## Task statement
Your output should be the complete listing, repeated exactly.

## Input material
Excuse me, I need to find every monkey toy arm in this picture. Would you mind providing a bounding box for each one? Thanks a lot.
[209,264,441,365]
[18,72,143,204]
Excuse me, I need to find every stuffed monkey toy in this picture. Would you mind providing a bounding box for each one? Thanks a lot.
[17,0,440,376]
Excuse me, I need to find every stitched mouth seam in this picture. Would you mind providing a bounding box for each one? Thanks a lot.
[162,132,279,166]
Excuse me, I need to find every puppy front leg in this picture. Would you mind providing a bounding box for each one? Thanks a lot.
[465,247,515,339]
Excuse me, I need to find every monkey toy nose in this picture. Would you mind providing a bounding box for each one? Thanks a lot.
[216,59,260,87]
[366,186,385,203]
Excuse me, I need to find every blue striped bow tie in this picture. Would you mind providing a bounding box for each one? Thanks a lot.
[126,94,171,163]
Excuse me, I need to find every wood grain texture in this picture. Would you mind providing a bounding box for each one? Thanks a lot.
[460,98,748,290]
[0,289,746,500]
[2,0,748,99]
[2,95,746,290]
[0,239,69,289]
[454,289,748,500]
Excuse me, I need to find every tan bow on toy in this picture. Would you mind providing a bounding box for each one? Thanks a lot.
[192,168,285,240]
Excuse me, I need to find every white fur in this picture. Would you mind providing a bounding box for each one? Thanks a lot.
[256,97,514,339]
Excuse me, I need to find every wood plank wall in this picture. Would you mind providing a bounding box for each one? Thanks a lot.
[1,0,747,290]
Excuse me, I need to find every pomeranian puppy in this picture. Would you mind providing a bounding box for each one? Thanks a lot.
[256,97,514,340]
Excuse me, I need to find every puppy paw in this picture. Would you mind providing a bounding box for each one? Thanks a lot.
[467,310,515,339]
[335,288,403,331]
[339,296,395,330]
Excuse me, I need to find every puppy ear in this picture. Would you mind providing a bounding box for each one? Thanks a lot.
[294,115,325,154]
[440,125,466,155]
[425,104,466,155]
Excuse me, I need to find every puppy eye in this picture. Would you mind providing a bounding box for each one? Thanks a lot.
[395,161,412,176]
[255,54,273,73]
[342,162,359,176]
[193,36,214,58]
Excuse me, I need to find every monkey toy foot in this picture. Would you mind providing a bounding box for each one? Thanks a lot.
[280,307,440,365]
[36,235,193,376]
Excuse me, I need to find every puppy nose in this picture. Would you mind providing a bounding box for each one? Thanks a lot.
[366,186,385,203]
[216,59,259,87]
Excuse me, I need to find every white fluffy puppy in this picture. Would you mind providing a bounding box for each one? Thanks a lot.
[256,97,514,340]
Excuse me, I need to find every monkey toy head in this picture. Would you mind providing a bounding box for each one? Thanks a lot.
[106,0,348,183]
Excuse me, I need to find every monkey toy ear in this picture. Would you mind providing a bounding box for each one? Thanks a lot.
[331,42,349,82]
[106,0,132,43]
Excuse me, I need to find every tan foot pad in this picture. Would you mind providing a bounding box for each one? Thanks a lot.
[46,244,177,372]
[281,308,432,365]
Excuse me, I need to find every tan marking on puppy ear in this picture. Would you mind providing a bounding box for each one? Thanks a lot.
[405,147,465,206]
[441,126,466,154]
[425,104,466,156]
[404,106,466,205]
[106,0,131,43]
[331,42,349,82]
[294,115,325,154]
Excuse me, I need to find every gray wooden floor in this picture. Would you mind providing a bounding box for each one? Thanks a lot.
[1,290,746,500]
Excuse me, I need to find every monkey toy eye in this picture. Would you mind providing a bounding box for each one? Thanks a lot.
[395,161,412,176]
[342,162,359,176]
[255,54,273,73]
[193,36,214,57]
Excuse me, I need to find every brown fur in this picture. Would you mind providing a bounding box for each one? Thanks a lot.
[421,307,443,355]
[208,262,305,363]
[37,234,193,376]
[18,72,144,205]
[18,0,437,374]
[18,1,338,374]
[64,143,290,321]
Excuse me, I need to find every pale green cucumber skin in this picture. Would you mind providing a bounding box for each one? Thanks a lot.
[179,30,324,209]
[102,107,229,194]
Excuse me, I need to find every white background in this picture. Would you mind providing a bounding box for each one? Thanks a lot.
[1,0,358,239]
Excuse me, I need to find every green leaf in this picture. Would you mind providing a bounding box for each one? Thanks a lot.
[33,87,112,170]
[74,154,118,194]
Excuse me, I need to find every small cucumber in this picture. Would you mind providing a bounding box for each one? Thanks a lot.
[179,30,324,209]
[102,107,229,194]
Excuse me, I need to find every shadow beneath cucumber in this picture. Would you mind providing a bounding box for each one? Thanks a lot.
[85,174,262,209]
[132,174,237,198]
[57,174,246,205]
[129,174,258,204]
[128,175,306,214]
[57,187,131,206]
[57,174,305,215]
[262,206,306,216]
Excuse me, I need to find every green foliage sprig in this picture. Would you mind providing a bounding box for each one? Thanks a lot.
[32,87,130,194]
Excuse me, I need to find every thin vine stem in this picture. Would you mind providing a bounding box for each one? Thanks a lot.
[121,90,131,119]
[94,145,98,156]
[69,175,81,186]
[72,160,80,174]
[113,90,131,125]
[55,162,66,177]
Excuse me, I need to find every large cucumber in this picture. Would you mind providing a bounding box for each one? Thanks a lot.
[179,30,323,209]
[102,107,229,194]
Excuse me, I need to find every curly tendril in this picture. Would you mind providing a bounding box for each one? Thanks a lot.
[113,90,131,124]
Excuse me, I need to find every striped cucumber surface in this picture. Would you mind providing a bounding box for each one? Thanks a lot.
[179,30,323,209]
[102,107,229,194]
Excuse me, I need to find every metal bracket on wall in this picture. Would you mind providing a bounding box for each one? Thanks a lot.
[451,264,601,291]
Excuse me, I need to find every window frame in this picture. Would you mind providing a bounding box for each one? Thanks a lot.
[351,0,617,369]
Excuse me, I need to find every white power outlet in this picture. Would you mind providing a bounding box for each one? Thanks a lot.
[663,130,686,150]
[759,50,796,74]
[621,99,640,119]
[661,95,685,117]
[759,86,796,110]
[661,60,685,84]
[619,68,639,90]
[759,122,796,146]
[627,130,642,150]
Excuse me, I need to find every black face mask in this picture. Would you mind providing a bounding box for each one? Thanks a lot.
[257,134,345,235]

## Solution
Excuse me, I need to find every monkey toy arm in this picture. Would you mind providing a bounding box for each one? Thanks a lot.
[209,264,441,365]
[18,72,143,204]
Excuse me, I need to find every stuffed monkey toy in this picture. Would you mind providing a bounding box for each one? Thanks a lot.
[17,0,440,376]
Excuse me, I need to find every stitched mouth seam in this picture. Would you mind providing a bounding box for each one? Thanks a lot.
[162,132,279,166]
Excuse me, I need to find every puppy front leg in this picture. Would you mind providing a bounding box for each one? Thanks a lot.
[465,247,515,339]
Excuse me, I need to find every monkey toy nose in this picture. Would you mind providing a bounding box for each one? Thanks a lot.
[216,59,260,87]
[366,186,385,203]
Excuse me, I need to find every blue striped bow tie in this picture. Would you mind providing a bounding box for each one? Thanks a lot.
[126,94,171,163]
Excuse me, I need to find every wood grain texture in this picture. Would you mind providing a bounding box for each one? Thanks a lot.
[460,98,748,290]
[0,289,746,500]
[2,0,748,99]
[2,95,746,290]
[0,239,69,289]
[454,289,748,500]
Excuse me, I need to find every tan bow on toy in this picture. Would you mind providing a bounding box for each one? Thanks a lot.
[192,168,285,240]
Excuse me, I need to find every white fur in this picture. Would you mind providing a bounding box for each one? Thanks a lot.
[256,97,514,339]
Excuse me, I need to find every wood plank wall in this picture. Would you mind providing a bounding box for each one? Thanks a lot.
[1,0,747,290]
Excuse me, I need to find every pomeranian puppy in this picture. Would you mind providing a bounding box for each one? Thanks a lot.
[256,97,514,340]
Excuse me, I need to find every puppy paw in this picture. Would you mind providing a bounding box for each one? Thanks a lot.
[467,310,515,339]
[335,288,403,331]
[339,296,395,330]
Excuse me, I need to find every puppy ear in this picture. Would you mind providing a bounding box for each one? Thanks a lot.
[294,115,325,154]
[440,125,466,155]
[425,104,466,155]
Excuse me, I need to find every puppy eye in this picture. Would you mind providing a bounding box for each one? Thanks a lot.
[395,161,412,176]
[255,54,273,73]
[342,162,359,176]
[193,36,214,58]
Excuse me, I need to find every monkey toy foot in this picture. Would you mind providing a bounding box for each one? Thanks a lot.
[280,307,440,365]
[36,235,193,376]
Excuse me, I need to find every puppy nose in this picture. Would you mind providing a bounding box for each one? Thanks a lot.
[366,186,385,203]
[216,59,259,87]
Excuse me, I need to find every white fluffy puppy in this picture. Would you mind providing a bounding box for each one? Thanks a lot.
[256,97,514,340]
Excuse me, I need to find every monkey toy head in this picture. Would you mind providing a bounding box for each one? Thanks a lot.
[106,0,348,183]
Excuse me, I need to find every monkey toy ear in this picture. Would you mind providing a bounding box for each one? Thanks a lot.
[331,42,349,82]
[106,0,132,43]
Excuse me, I need to find every tan foot pad in this picture. Would you mind providing a bounding box for each one? Thanks a lot.
[46,244,177,372]
[281,308,432,365]
Excuse me, I need to find every tan marking on puppy ear in this picture. Would you mind providing a bounding box for each one? Thanks a lot.
[405,147,465,206]
[441,126,466,154]
[425,104,466,156]
[404,106,466,205]
[106,0,131,43]
[331,42,349,82]
[294,115,325,154]
Excuse me, I need to find every gray wooden floor in this picture. Would you mind providing a bounding box for each one? Thanks a lot.
[1,290,746,500]
Excuse me, I need to find every monkey toy eye in this picture. Would you mind providing a bounding box for each one? Thanks a lot.
[395,161,412,176]
[342,162,359,176]
[255,54,273,73]
[193,36,214,57]
Excuse me, I need to find every brown fur in this picture. Would you mind providing a bounding box for each one? Thanks a lot.
[421,307,443,355]
[208,262,305,363]
[37,234,193,376]
[18,72,144,205]
[18,0,437,374]
[18,1,338,374]
[64,143,290,321]
Excuse me, I need to find every pale green cucumber skin in this picture. Would you mind providing a bounding box for each one? Thanks a lot.
[179,30,324,209]
[102,107,229,194]
Excuse me, I need to find every white background in this picture. Would you mind providing a bounding box for each one? Thanks a lot.
[1,0,358,239]
Excuse me, I need to find every green leaf in this picture. Would you mind providing a bounding box for each one? Thanks a lot.
[33,87,112,170]
[74,154,118,194]
Excuse me, I need to find every small cucumber in this picture. Would you mind providing a bounding box for each one? Thanks a lot.
[179,30,324,209]
[102,107,229,194]
Excuse me, I need to find every shadow beneath cucumber in this picture. Would you mind providing a bounding box for each one? Thanks a lot.
[85,174,262,209]
[132,174,237,198]
[57,174,246,205]
[129,174,258,204]
[128,175,306,214]
[57,187,131,206]
[57,174,305,215]
[262,206,306,216]
Excuse me, I need to find every green foliage sprig in this picture. Would you mind providing a bounding box for each one? Thanks a lot.
[32,87,130,194]
Excuse me, I need to find every thin vine stem in this picture. Would you mind providing a bounding box for each one? Thanks a lot.
[121,90,131,119]
[94,145,98,156]
[69,175,81,186]
[72,160,80,174]
[113,90,131,125]
[55,162,66,177]
Excuse me, I need to find every large cucumber in this picture. Would you mind providing a bounding box for each one? Thanks a lot.
[179,30,323,209]
[102,107,229,194]
Excuse me, I need to find every curly tendril in this picture. Would you mind providing a bounding box for each one? Thanks a lot.
[113,90,131,124]
Excuse me, I need to find every striped cucumber surface in this picture. Would you mind providing a bounding box for each one? Thanks a lot.
[179,30,323,209]
[102,107,229,194]
Excuse me, I need to find every metal bracket on wall in this picture. Would you mind providing a bounding box for each one? Thanks a lot.
[451,264,601,291]
Excuse me, I need to find every window frame in this picture. Would you mind providing a bounding box for each one? Thanks a lot.
[351,0,617,369]
Excuse me, I need to find every white power outlet in this picture. Would you mind providing a bounding box for each one? Thanks a lot.
[663,130,686,150]
[759,50,796,74]
[621,99,640,119]
[661,95,685,117]
[759,86,796,110]
[661,60,685,84]
[619,68,639,90]
[759,122,796,146]
[627,130,642,150]
Excuse me, I need to find every black face mask in this picture. Would you mind providing a bounding box for each one? Thanks a lot.
[257,134,345,235]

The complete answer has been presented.